__Work to complete__
All lines in the material with the string "door" should be listed.

Segment Start: Provided information

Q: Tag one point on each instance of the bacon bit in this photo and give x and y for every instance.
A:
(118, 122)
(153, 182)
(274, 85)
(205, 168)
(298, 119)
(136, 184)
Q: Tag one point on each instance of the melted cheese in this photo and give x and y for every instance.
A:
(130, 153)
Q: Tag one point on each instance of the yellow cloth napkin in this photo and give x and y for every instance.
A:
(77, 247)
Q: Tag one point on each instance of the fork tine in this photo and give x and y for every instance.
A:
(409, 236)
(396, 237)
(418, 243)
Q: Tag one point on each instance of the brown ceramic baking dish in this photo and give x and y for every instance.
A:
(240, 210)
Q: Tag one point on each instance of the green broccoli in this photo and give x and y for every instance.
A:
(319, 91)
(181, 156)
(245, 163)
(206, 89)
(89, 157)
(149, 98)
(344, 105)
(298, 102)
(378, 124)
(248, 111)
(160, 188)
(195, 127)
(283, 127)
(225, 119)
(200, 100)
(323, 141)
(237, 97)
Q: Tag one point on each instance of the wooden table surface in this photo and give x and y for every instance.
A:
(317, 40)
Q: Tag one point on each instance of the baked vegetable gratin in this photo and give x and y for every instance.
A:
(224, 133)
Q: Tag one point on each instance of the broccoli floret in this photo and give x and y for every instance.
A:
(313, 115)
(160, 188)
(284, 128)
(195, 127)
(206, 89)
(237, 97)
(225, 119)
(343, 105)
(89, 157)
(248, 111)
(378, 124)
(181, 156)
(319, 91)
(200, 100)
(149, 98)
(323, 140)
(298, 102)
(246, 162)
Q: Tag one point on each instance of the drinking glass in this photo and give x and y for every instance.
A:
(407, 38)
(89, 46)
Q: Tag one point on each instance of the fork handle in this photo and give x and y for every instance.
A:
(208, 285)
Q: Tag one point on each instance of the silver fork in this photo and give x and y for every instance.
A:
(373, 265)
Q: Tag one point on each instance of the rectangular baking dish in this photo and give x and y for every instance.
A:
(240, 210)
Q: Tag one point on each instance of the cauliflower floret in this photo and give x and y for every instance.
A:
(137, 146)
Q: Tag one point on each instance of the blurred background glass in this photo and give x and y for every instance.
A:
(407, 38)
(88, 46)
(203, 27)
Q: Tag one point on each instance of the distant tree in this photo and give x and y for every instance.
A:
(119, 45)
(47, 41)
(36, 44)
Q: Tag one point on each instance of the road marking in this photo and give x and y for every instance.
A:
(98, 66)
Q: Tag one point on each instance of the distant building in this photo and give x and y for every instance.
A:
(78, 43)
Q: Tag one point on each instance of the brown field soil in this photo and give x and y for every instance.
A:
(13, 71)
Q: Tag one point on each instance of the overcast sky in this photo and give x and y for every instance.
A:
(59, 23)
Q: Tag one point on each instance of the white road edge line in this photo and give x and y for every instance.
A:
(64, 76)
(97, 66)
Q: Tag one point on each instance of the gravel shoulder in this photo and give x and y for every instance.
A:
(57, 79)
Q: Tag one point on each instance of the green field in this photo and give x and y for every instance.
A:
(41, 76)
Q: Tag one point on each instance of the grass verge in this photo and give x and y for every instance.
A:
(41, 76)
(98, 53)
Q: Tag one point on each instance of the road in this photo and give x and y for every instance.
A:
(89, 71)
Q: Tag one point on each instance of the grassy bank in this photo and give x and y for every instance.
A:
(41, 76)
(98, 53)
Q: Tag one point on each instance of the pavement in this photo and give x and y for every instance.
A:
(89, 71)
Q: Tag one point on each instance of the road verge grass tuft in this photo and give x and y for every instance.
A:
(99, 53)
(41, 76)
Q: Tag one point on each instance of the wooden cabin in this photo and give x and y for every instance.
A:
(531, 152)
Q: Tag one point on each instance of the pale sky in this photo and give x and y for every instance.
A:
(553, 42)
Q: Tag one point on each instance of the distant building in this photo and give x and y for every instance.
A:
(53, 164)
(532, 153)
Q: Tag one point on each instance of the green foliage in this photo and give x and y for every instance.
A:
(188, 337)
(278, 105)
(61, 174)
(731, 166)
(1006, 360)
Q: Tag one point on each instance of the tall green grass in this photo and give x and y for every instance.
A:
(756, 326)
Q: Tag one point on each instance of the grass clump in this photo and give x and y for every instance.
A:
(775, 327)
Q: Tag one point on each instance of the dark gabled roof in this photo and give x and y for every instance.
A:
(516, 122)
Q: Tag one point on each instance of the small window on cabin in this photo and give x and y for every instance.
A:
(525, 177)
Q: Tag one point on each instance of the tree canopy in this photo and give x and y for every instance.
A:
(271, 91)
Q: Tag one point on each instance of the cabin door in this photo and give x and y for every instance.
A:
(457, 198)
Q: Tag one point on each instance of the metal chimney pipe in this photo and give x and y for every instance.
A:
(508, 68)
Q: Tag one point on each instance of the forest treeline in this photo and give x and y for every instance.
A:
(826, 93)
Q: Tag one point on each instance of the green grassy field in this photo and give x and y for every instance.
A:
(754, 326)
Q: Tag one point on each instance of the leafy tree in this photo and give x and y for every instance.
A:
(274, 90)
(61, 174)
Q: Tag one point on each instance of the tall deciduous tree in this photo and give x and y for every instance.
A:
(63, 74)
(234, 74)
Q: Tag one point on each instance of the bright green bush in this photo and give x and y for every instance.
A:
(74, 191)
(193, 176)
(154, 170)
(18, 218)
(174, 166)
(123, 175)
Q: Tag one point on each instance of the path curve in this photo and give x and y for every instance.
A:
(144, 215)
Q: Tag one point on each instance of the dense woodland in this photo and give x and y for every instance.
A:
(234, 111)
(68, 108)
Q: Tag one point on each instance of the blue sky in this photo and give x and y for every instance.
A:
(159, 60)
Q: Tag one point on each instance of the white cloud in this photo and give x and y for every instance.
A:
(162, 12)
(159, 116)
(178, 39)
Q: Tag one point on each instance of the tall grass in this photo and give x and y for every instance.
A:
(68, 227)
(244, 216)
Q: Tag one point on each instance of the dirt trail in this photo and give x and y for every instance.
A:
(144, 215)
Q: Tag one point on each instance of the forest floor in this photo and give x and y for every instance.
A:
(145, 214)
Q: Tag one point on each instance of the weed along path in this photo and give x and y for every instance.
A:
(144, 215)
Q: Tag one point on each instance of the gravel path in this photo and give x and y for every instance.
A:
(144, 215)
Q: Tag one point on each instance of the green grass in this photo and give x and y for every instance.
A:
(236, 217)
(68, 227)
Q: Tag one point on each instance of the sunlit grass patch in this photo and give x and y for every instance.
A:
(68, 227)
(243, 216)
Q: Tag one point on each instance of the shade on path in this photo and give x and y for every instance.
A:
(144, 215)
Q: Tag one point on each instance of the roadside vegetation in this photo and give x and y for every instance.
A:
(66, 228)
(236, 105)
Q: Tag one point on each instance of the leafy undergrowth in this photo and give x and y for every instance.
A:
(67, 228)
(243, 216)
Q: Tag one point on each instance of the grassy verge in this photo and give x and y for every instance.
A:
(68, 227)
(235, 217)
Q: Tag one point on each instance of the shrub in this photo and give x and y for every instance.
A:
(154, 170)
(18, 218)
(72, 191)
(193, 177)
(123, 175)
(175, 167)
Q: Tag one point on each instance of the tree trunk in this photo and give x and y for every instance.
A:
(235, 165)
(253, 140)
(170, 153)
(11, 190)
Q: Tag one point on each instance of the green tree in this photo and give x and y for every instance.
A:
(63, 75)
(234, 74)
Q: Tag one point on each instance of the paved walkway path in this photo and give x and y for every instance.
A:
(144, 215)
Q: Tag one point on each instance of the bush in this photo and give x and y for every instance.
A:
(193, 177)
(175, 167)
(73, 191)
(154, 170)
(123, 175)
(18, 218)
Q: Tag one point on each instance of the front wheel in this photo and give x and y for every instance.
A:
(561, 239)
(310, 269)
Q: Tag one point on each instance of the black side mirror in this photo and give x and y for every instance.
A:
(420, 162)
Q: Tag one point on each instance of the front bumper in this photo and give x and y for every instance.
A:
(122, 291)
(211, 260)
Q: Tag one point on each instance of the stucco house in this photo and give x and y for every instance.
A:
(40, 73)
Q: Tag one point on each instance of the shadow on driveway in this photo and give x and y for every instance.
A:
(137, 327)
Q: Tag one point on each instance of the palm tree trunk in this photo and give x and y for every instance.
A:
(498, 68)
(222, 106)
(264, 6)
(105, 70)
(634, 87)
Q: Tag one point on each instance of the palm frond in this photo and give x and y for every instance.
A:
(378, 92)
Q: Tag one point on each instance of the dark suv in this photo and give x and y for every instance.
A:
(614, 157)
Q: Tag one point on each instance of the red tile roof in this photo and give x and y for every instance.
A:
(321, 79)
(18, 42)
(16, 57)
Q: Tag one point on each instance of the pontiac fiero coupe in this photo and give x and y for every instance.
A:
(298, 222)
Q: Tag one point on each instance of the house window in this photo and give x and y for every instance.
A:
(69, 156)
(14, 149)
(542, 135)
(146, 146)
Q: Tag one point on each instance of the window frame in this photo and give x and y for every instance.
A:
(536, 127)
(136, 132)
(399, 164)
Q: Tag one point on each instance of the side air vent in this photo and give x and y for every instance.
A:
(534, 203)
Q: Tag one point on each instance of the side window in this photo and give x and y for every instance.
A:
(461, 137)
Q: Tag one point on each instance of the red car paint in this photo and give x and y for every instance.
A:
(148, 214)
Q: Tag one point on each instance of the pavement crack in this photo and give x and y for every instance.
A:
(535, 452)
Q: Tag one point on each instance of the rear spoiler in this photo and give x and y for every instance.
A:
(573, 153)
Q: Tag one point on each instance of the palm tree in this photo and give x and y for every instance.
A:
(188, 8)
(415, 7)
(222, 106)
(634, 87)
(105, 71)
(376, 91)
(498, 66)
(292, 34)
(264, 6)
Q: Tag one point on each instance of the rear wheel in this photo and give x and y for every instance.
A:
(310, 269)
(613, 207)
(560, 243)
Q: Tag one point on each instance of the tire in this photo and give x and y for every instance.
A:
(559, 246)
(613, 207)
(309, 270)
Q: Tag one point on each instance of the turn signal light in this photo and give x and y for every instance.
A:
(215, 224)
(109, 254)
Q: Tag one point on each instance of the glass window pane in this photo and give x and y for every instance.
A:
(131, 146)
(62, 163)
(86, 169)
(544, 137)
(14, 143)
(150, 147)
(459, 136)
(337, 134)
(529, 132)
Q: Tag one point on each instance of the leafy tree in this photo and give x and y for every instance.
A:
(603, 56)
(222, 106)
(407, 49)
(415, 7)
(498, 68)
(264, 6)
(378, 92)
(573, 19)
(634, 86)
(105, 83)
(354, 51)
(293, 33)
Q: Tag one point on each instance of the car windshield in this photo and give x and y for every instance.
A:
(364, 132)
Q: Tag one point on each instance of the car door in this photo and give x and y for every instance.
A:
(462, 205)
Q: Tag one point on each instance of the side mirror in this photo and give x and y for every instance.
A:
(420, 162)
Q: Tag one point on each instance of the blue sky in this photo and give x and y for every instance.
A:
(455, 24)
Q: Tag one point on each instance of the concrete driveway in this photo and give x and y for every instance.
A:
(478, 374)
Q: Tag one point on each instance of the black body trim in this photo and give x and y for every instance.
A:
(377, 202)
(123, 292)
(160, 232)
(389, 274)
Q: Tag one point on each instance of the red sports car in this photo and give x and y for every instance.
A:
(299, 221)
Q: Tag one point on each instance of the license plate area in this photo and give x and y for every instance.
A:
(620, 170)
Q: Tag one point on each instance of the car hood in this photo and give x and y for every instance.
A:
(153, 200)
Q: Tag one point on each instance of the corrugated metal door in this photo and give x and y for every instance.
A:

Segment End: Provided information

__Task output__
Q: Tag one point on each instance of the cabin door in this photo and give x and y for every instance.
Q: Tag one point on each instance of the car door in this photo and give x and y for every instance.
Q: Tag one point on each instance of the corrugated metal door in this photo and give x and y for every instance.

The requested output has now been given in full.